Trecho selecionado ::
- - -
Feita essa observação preliminar, no tocante à prescrição aquisitiva,

insta consignar que, no fim do século II d.C., em favor dos estrangeiros, denominados

peregrinos14, foi criada pelos pretores uma espécie de defesa processual concedida ao

possuidor contra quem, por meio de ação reivindicatória, se exigia a devolução da

coisa por ele possuída. É grega a origem desse instituto.

Tratava-se de uma exceptio que obstava, em ação reivindicatória, a

pretensão do autor, necessariamente estrangeiro, contra o réu, no sentido de ver-se

devolvida a coisa por esse último possuída.

Para tanto, na parte introdutória da fórmula, o pretor concedia ao

possuidor, se presentes justo título e boa-fé, essa exceção obstativa, desde que a posse

tivesse perdurado por dez anos, entre presentes (inter praesentes), ou vinte anos, entre

ausentes (inter absentes).

Por ser lançada na parte introdutória, essa exceção era igualmente

uma praescriptio. Na verdade o nome deste instituto era praescriptio longi temporis.

Mas, se o possuidor não tivesse justo título e boa-fé, a exceção em

estudo era aplicável apenas à posse que tivesse perdurado por quarenta anos. Já à

época da Constituição Teodosiana15, esse prazo foi reduzido a trinta anos. O instituto

aqui era denominado praescriptio longissimi temporis.
- - -
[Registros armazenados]
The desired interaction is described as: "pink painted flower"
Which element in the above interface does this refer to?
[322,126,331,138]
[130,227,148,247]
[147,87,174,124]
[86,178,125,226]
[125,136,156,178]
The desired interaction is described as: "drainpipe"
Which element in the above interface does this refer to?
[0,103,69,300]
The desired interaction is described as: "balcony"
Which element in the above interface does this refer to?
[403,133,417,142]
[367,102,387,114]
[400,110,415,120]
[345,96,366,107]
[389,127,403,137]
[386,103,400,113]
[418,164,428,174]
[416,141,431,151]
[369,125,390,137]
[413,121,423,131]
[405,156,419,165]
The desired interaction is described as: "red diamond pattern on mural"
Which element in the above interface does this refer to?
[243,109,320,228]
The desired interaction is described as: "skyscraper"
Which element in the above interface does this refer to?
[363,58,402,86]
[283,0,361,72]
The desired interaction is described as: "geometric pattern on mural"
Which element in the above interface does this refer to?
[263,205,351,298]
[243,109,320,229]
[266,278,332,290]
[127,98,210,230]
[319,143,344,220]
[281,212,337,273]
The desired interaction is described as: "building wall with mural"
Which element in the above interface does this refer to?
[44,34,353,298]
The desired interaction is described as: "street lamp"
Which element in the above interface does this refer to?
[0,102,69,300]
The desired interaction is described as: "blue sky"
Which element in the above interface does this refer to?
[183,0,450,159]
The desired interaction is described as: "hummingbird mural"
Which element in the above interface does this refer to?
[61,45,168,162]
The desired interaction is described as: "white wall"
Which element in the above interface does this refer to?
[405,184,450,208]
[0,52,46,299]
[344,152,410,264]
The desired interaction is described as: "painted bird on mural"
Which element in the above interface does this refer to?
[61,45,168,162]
- - -
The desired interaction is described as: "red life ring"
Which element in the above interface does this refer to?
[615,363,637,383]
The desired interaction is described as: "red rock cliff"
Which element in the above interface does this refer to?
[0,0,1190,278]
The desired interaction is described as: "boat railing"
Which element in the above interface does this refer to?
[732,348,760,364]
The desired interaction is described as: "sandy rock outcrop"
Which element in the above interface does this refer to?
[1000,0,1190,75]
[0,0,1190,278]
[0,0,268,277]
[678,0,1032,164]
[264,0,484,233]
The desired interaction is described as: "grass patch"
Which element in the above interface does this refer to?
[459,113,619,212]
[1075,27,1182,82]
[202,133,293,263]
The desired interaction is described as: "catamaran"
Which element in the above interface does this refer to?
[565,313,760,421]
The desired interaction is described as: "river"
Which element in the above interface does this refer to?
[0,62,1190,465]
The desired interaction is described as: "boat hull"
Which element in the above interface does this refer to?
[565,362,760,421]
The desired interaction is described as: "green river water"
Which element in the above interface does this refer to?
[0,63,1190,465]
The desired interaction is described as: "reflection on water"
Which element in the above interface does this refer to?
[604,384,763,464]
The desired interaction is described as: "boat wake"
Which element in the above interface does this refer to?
- - -
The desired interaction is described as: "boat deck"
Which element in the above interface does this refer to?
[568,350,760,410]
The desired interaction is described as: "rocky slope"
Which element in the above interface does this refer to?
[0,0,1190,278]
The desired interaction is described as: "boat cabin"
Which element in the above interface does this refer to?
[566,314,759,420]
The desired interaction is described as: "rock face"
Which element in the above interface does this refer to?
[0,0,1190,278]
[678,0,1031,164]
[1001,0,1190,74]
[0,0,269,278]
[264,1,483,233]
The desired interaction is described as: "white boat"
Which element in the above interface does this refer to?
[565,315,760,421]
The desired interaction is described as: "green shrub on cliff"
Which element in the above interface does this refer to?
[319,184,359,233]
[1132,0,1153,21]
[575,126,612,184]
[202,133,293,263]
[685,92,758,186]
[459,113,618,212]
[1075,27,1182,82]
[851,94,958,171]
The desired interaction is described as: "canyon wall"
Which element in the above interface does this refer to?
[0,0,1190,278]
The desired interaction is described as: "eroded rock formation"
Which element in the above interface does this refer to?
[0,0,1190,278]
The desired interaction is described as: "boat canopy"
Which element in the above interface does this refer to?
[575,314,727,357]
- - -
Exercícios a fazer ::
1. Imprima na íntegra, sem nenhuma alteração, o trecho sobre a prescrição aquisitiva no direito romano.
2. Informe, copiando-as por inteiro, todas as linhas que contêm a palavra "river".

As respostas ::
1.
Feita essa observação preliminar, no tocante à prescrição aquisitiva,

insta consignar que, no fim do século II d.C., em favor dos estrangeiros, denominados

peregrinos14, foi criada pelos pretores uma espécie de defesa processual concedida ao

possuidor contra quem, por meio de ação reivindicatória, se exigia a devolução da

coisa por ele possuída. É grega a origem desse instituto.

Tratava-se de uma exceptio que obstava, em ação reivindicatória, a

pretensão do autor, necessariamente estrangeiro, contra o réu, no sentido de ver-se

devolvida a coisa por esse último possuída.

Para tanto, na parte introdutória da fórmula, o pretor concedia ao

possuidor, se presentes justo título e boa-fé, essa exceção obstativa, desde que a posse

tivesse perdurado por dez anos, entre presentes (inter praesentes), ou vinte anos, entre

ausentes (inter absentes).

Por ser lançada na parte introdutória, essa exceção era igualmente

uma praescriptio. Na verdade o nome deste instituto era praescriptio longi temporis.

Mas, se o possuidor não tivesse justo título e boa-fé, a exceção em

estudo era aplicável apenas à posse que tivesse perdurado por quarenta anos. Já à

época da Constituição Teodosiana15, esse prazo foi reduzido a trinta anos. O instituto

aqui era denominado praescriptio longissimi temporis.

2.
The desired interaction is described as: "river"
The desired interaction is described as: "green river water"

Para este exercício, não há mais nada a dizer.